Task goal » Restate every record exactly as it is written, while omitting the pictures it holds.

The data »

####

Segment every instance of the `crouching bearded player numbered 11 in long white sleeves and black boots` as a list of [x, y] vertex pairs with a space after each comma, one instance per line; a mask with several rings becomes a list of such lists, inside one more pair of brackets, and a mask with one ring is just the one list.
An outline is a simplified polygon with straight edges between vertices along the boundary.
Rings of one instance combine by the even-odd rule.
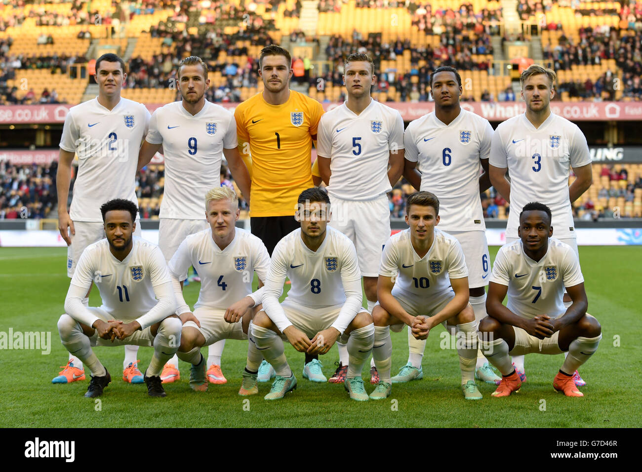
[[[166, 396], [160, 383], [163, 365], [180, 344], [180, 320], [174, 315], [176, 299], [167, 263], [160, 249], [132, 238], [136, 205], [118, 198], [100, 207], [107, 238], [83, 250], [67, 298], [67, 313], [58, 320], [60, 340], [91, 370], [85, 397], [103, 394], [112, 380], [91, 347], [95, 345], [144, 345], [154, 348], [144, 374], [147, 392]], [[86, 307], [82, 300], [95, 282], [103, 304]]]

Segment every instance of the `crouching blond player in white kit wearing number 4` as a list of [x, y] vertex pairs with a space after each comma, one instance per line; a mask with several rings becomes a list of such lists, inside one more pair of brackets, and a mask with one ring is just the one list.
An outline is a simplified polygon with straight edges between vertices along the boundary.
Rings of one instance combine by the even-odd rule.
[[[235, 227], [239, 219], [238, 198], [228, 187], [211, 189], [205, 195], [205, 218], [209, 228], [185, 238], [169, 261], [169, 272], [178, 300], [183, 329], [178, 358], [191, 363], [189, 386], [207, 390], [207, 373], [200, 348], [221, 339], [246, 340], [248, 326], [260, 309], [263, 281], [270, 256], [263, 241]], [[198, 268], [201, 288], [194, 312], [189, 310], [179, 282], [193, 265]], [[254, 272], [259, 289], [252, 293]], [[248, 360], [239, 395], [257, 394], [256, 378], [263, 355], [249, 343]]]

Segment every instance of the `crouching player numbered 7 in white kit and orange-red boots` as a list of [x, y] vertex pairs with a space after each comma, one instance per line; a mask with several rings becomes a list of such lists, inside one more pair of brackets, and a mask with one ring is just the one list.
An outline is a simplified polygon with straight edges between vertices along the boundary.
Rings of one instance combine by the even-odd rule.
[[[502, 374], [493, 396], [519, 392], [521, 381], [510, 356], [568, 351], [553, 388], [582, 397], [573, 372], [589, 360], [602, 339], [598, 320], [587, 315], [584, 277], [575, 251], [551, 238], [551, 210], [526, 204], [519, 214], [519, 240], [499, 248], [490, 276], [486, 310], [479, 337], [485, 356]], [[564, 309], [564, 287], [573, 300]], [[502, 302], [508, 292], [508, 302]]]

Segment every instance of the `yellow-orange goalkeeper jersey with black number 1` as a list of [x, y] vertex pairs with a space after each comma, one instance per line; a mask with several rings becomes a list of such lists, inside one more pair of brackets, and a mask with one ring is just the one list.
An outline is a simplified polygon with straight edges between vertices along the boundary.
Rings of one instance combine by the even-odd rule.
[[299, 194], [313, 186], [312, 143], [321, 104], [297, 91], [282, 105], [259, 92], [234, 111], [239, 153], [250, 170], [250, 216], [294, 215]]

####

Task output »
Segment every instance of the `crouching bearded player numbered 11 in long white sleeves and black boots` as a list of [x, y] vertex pairs with a space after each comma, one instance per line; a mask with several rings becomes a list of such lists, inside one more pair of brackets, and a mask with one ring is just the one list.
An outline is a simplified polygon with straight edges between vertices along the boundary.
Rings of one instance combine by the even-odd rule.
[[[166, 396], [160, 383], [163, 365], [180, 344], [180, 320], [174, 315], [176, 299], [167, 263], [160, 249], [132, 238], [136, 205], [118, 198], [100, 207], [107, 238], [83, 250], [67, 298], [67, 313], [58, 320], [60, 340], [91, 370], [85, 397], [103, 394], [112, 380], [91, 347], [95, 345], [144, 345], [154, 348], [144, 374], [147, 392]], [[86, 307], [82, 300], [95, 282], [103, 304]]]

Segment every instance of the `crouching blond player in white kit wearing number 4` as a list of [x, y] vertex pairs with a space after each comma, one instance per line; a mask with several rings becomes a list of such lists, inside one more pair of brackets, and a mask with one ring is just the one list.
An outline is a simplified polygon with straight edges between vertices along the boundary.
Rings of one instance combine by the even-odd rule.
[[[235, 227], [239, 219], [238, 198], [228, 187], [211, 189], [205, 195], [205, 218], [209, 228], [185, 238], [169, 261], [169, 272], [178, 300], [183, 329], [178, 358], [191, 363], [189, 386], [207, 390], [207, 373], [200, 348], [221, 339], [246, 340], [248, 326], [260, 309], [263, 281], [270, 256], [263, 241]], [[198, 268], [201, 288], [194, 312], [189, 310], [179, 282], [193, 265]], [[254, 272], [259, 289], [252, 293]], [[248, 360], [239, 395], [257, 394], [256, 378], [263, 355], [249, 343]]]

Segment every instance of the `crouching player numbered 7 in white kit and orange-red boots` as a list of [x, y] vertex pairs with a space after each comma, one instance per line; a mask with several rings becomes a list of such lists, inside one more pair of brackets, and a mask with one ring is just the one list.
An outline is a simplified polygon with straight edges between vertices along the boundary.
Rings of one instance combine by the even-odd rule.
[[[502, 374], [493, 396], [519, 392], [521, 381], [510, 356], [568, 351], [553, 388], [582, 397], [573, 372], [589, 360], [602, 339], [598, 320], [587, 315], [584, 277], [575, 251], [551, 238], [551, 210], [526, 204], [519, 214], [519, 240], [499, 248], [490, 276], [486, 310], [479, 337], [485, 356]], [[564, 309], [564, 287], [573, 300]], [[502, 302], [508, 292], [508, 302]]]

Segment every instance of the `yellow-orange goalkeeper jersey with black number 1` as a list of [x, y] vertex pairs with a space after each comma, one instance per line; a mask with several rings becomes a list of such lists, inside one more pair of brackets, and a mask with one ring is just the one list.
An outline is a simplified polygon with straight edges between vertices along the boundary.
Rings of one instance combine by the even-odd rule.
[[299, 194], [313, 186], [312, 143], [321, 104], [297, 91], [282, 105], [259, 92], [234, 111], [239, 153], [250, 170], [250, 216], [294, 215]]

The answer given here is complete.